Output every one of the following items again word for word, changing nothing and adding nothing.

┄┄┄┄┄┄

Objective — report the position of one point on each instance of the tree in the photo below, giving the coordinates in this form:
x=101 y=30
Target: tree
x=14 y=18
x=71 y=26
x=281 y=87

┄┄┄┄┄┄

EXERCISE RESULT:
Objective — report the position of one point on each instance of the tree in the photo below, giving the coordinates in this form:
x=101 y=30
Target: tree
x=14 y=18
x=71 y=26
x=281 y=87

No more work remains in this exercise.